Give the lines from the very first one through the line containing "184 143 L 249", both included, as a numbered list, leaving out blank lines.

Provided data
● ● ● ●

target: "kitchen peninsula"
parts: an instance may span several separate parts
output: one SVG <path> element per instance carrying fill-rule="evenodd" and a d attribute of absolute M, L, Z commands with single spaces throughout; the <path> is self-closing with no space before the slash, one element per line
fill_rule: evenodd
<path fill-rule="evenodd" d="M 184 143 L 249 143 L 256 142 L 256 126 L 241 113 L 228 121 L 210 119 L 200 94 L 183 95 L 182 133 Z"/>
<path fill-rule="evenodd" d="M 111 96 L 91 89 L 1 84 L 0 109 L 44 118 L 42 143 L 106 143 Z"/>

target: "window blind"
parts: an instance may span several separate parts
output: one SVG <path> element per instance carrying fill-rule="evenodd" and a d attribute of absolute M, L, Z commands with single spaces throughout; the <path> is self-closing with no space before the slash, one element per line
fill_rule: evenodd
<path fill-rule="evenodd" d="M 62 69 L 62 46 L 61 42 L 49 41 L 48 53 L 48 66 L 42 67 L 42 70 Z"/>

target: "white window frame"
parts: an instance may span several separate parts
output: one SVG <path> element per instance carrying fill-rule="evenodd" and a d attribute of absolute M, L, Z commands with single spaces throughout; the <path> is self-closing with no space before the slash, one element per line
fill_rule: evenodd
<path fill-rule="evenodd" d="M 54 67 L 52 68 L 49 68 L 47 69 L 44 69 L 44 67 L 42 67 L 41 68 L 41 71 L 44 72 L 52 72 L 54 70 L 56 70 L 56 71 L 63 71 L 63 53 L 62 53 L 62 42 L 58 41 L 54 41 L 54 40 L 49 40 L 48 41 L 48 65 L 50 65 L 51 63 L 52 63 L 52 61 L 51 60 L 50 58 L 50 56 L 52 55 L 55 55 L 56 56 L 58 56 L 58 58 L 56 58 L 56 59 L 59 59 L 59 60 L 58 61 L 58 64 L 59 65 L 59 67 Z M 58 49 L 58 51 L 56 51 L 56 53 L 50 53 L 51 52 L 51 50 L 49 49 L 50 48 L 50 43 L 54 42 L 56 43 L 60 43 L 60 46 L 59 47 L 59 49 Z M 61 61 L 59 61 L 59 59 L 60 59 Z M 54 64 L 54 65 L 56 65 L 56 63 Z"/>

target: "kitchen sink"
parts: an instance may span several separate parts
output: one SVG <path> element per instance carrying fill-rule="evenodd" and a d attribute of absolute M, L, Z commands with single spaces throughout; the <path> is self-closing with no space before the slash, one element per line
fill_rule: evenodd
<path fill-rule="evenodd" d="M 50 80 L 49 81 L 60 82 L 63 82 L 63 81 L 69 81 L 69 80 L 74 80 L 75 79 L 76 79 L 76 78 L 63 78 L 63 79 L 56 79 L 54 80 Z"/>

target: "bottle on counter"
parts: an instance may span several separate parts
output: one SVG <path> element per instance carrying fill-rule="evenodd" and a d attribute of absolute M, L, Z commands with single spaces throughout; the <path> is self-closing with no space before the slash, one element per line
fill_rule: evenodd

● ● ● ●

Exercise output
1. target: "kitchen peninsula"
2. parts: an instance may span several separate parts
3. output: one SVG <path> element per instance carrying fill-rule="evenodd" and a d attribute of absolute M, L, Z commands with single spaces throughout; the <path> is self-closing with no space before the slash, one element per line
4. fill_rule: evenodd
5. <path fill-rule="evenodd" d="M 184 143 L 249 143 L 256 142 L 256 126 L 241 113 L 228 121 L 210 119 L 200 94 L 183 95 L 182 133 Z"/>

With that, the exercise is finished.